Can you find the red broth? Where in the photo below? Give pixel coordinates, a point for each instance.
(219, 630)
────────
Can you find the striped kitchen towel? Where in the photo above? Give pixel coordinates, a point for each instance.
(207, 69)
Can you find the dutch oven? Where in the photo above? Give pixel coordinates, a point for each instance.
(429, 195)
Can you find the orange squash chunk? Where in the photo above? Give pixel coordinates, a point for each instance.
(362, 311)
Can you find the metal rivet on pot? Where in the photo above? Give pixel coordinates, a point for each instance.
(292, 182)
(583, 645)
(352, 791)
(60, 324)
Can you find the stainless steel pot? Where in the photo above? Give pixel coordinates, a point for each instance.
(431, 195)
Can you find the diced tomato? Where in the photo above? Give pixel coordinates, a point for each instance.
────────
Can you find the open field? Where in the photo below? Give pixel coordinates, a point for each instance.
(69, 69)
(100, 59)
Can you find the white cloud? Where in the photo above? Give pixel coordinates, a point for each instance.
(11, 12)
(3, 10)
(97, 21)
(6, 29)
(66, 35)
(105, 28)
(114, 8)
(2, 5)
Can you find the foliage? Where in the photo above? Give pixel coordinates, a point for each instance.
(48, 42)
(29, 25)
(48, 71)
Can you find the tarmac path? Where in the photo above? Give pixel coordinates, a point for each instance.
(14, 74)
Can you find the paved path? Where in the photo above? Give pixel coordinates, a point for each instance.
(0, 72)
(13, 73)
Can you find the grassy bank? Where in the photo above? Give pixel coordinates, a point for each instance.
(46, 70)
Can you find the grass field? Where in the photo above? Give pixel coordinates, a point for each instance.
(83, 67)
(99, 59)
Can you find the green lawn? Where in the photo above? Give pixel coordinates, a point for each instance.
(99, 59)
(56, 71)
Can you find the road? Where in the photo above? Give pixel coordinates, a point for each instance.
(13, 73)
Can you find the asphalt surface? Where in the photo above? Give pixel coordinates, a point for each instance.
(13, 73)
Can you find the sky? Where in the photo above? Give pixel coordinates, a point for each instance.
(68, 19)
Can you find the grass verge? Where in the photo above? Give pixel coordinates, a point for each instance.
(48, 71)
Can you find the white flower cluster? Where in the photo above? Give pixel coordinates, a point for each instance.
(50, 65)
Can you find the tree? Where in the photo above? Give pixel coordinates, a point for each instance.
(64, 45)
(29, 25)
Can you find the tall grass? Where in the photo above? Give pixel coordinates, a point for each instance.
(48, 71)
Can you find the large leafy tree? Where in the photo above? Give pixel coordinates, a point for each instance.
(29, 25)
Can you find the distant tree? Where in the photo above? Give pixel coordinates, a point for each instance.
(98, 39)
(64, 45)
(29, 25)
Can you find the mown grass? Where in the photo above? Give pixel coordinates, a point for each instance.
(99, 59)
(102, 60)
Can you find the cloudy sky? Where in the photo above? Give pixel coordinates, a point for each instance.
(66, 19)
────────
**Required work:**
Gather every line from the listing above that contains the string "below", and copy each one unchanged.

**Answer to the exercise:**
Can you find the red broth? Where in the photo below? Give pixel coordinates, a point for each instance.
Can you find the open field? Where in the photo below? Give pixel coordinates, a point for each instance.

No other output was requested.